_TASK REQUIREMENTS_:
Restate, word for word, every line of the data.

_MATERIAL_:
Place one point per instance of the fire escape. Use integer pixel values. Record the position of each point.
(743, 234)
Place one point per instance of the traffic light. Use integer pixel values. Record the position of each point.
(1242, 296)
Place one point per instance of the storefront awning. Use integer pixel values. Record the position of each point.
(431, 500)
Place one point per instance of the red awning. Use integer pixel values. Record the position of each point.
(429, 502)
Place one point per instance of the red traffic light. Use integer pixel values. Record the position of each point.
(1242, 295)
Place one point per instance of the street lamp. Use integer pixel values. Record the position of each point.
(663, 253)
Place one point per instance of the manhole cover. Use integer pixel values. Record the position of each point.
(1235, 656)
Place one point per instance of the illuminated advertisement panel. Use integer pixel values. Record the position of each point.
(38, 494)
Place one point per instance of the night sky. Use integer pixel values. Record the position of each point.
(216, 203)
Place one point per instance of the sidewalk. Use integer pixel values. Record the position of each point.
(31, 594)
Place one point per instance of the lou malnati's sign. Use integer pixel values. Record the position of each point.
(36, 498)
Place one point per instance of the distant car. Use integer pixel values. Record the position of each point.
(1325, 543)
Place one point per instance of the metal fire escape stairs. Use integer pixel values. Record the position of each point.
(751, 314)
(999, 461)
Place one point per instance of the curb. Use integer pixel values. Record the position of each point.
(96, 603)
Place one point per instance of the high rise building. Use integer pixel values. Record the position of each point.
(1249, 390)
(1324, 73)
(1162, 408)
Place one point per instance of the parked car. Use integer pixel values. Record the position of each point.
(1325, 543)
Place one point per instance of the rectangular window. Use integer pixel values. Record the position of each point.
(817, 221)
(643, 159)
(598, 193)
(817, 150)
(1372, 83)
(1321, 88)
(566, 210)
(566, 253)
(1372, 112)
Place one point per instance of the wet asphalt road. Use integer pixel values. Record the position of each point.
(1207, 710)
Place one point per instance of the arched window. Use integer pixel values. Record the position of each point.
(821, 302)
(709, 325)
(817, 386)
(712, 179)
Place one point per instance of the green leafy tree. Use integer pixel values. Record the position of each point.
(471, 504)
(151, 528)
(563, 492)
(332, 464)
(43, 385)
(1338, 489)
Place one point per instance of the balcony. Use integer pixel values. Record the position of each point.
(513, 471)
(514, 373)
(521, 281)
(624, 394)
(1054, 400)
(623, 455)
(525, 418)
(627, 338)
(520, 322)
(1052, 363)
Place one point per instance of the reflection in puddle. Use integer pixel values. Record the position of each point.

_EXPECTED ANSWER_:
Place one point per instance of the fire escape. Use integer pixel values. Record the position of each point.
(743, 234)
Place one point per instance of the traffic light. Use integer pixel values. Record the position of each point.
(1242, 296)
Place one point per instance of the storefront awning. Use integer pixel values. Record the position of each point.
(431, 500)
Place one point per instance of the red awning. Use integer pixel values. Record the position of each point.
(429, 502)
Place one point per instance of the red traffic light. Use integer pixel values. Record the position of each point.
(1242, 295)
Place one point per instance of the street lamp. Use integer pixel values. Record the position of each point.
(663, 253)
Place one point per instance of the manhole cover. Use integer pixel values. Record the position of each point.
(1235, 656)
Place one point per instance of the illuminated advertisement panel. Use integer pixel values. Record the position of each point.
(38, 494)
Place one point per instance of the night sky. Use integer pixel values. Record the position of each point.
(216, 203)
Place one point per instance of the sidewalk. Use integer pixel values. Record the position of each point.
(31, 594)
Place one point per instance of the lou malnati's sign. Use integer pixel values. Record the position of each point.
(36, 498)
Place one point per instance of the distant car. Use integer pixel values. Record the position of each point.
(1325, 543)
Place one point per instance of the metal fire escape stairs. Use integer pixel values. Record the position of each point.
(751, 314)
(999, 461)
Place one point per instance of the curb. Use integer pixel values. Record the position of each point.
(96, 603)
Place one point per instance of the high rise building. Use integer pixel values. Record the position of each point.
(1249, 390)
(1324, 73)
(1162, 408)
Place one point per instance of the parked car. Use integer pixel values. Record the position of each point.
(1325, 543)
Place one point per instance of the rectangular window. Use integer pixel values. Record the position of each point.
(817, 221)
(643, 159)
(598, 193)
(817, 150)
(1372, 83)
(1321, 88)
(566, 210)
(566, 253)
(1372, 112)
Place one point per instance of the wet asphalt road. Use integer pixel values. Record the position of each point.
(1207, 710)
Place one point per instance of the arched window. Use integer pixel values. Record the position of each point.
(821, 302)
(709, 325)
(817, 386)
(712, 179)
Place one point per instance of the green leafy tree. Use integer pixel values. Record the position of each point.
(471, 504)
(151, 528)
(563, 492)
(332, 464)
(43, 385)
(1338, 489)
Place one point per instance of the balcony. Use integer pixel values. Record the position of each point.
(513, 471)
(514, 373)
(521, 281)
(624, 394)
(1054, 400)
(623, 455)
(525, 418)
(627, 338)
(520, 322)
(1052, 363)
Place one point per instance of the reflection in puddle. Use integer pixel values. Record the position of each point.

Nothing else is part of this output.